■ **EXTRACT TO READ**:
In 338, Emperor Cheng of Jin was in the ancestral temple when he sent envoys to honour the Grand Tutor, Grand Commandant and Minister of Works. While waiting for the envoys, Emperor Cheng made an unprecedented request for music to be performed in the temple. Officials pointed out to Emperor Cheng that music-making can only happen during state banquets and sacrificial ceremonies in the temple. The Ministry of Ceremonies extensively discussed the matter. Cai Mo asserted that the emperor should be allowed to order music performed in the ancestral temple when sending envoys, and the court should obey this decision. Since then, it became a custom for the emperors to order music performed at the temple for any occasion.

In another incident, the Prince of Pengcheng, Sima Hong (司馬紘), informed the court of the portraits of Buddha in Lexian Hall (樂賢堂). Emperor Ming of Jin drew the paintings, and despite the disturbances in Jiankang, Lexian Hall remained intact. Sima Hong believed that the portraits were the reason for the hall's survival, so he asked the court to issue a eulogy for them. Emperor Cheng brought the matter to his ministers to discuss. According to Cai Mo, Buddhism was a teaching of the barbarians and not a part of the traditional system. He also asserted that there was no evidence that Emperor Ming was a Buddhist, and he likely painted the pictures as simply part of his hobby. While Cai Mo acknowledged that the paintings might have been blessed and protected the hall, he pointed out that the rebellion destroyed the rest of Jiankang, so it would be inappropriate for the court to extol them. As a result, the court turned down Sima Hong's suggestion.

Yearly, the empress would usually pay a visit to the imperial tombs. These visits were very costly, so Cai Mo suggested doing away with the practice, to which it was agreed.

== Opposing the northern expeditions ==
In 339, the regent, Yu Liang, proposed to hold an expedition north to reclaim Jin's former territories from Later Zhao. Yu Liang's equal, Xi Jian, was against this, and Cai Mo sided with Xi Jian. Cai Mo presented lengthy reasoning for his stance. He pointed out that Zhao's ruler, Shi Hu, was a superior administrator and general compared to Yu Liang. He also brought up the past failings of Zu Ti's northern expeditions and the difficulties of crossing the rivers dividing Jin and Zhao. Cai Mo convinced the court, so Yu Liang postponed his plans. When Yu Liang attempted his expedition later that year following Prime Minister Wang Dao's death, he was soundly defeated by Zhao, just as Cai Mo expected.

Later in 339, Xi Jian died. Before he died, Xi Jian requested the court to promote Cai Mo and, after his death, allow Cai Mo to inherit his position. The Jin court elevated Cai Mo to Military Director of the Grand Commandant and Palace Attendant and, after Xi Jian died, Cai Mo inherited the position of General who Conquers the North and Inspector of Xuzhou.

Shortly after Xi Jian's death, another commander, Chen Guang (陳光), wanted to campaign against Later Zhao, so the court sent him to attack Shouyang. Once again, Cai Mo weighed in to voice his opposition. He said that Shouyang's defences were too strong, that the Zhao army would be quick enough to respond to any intrusion, and that it would be wasteful to use the state's elite soldiers to take an area that would bring little benefit. The court once again sided with Cai Mo, so the court recalled Chen Guang.

■ **EXTRACTED MATERIAL**:
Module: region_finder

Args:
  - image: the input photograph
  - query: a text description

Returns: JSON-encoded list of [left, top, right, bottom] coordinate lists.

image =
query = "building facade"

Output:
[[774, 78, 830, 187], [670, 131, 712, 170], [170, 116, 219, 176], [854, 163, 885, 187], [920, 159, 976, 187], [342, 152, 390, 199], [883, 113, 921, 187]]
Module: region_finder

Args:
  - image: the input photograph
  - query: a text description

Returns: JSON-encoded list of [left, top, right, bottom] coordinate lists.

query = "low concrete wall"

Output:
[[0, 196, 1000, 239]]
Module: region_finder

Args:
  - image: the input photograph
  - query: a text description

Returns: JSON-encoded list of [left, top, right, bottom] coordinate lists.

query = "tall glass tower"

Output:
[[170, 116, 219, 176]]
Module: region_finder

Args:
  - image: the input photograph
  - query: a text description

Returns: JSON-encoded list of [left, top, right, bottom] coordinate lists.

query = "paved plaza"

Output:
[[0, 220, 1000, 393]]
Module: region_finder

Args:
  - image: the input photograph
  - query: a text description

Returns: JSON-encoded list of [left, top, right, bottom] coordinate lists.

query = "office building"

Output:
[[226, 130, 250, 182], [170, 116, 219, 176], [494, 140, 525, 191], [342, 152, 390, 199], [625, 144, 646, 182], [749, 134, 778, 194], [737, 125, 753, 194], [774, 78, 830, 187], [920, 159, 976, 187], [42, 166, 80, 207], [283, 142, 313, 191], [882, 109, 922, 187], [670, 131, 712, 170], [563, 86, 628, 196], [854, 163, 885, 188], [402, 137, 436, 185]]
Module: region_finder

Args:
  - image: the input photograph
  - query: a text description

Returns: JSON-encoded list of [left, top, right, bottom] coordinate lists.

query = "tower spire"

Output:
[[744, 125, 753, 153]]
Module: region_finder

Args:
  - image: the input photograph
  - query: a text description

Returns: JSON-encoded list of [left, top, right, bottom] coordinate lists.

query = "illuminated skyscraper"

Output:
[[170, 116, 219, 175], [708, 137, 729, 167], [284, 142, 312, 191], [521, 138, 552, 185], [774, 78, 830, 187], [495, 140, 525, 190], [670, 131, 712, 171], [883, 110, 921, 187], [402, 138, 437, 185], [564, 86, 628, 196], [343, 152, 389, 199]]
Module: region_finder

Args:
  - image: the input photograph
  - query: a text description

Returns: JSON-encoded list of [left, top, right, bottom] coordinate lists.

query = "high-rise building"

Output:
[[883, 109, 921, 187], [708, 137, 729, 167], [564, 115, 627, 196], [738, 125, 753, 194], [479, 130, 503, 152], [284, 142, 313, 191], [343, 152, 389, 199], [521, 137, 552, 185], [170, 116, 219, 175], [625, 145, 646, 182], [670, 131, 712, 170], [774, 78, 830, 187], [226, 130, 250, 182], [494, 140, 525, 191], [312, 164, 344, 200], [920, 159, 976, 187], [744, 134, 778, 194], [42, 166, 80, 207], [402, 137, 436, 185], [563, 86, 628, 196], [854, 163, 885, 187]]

■ **DIRECTION**:
Answer these questions from the passage on Cai Mo above:
(a) In what year did Yu Liang propose an expedition north against Later Zhao?
(b) Which place did the court send Chen Guang to attack?
(c) Why did Cai Mo suggest ending the empress's yearly visits to the imperial tombs?

■ **RESPONSE**:
(a) 339
(b) Shouyang
(c) The visits were very costly.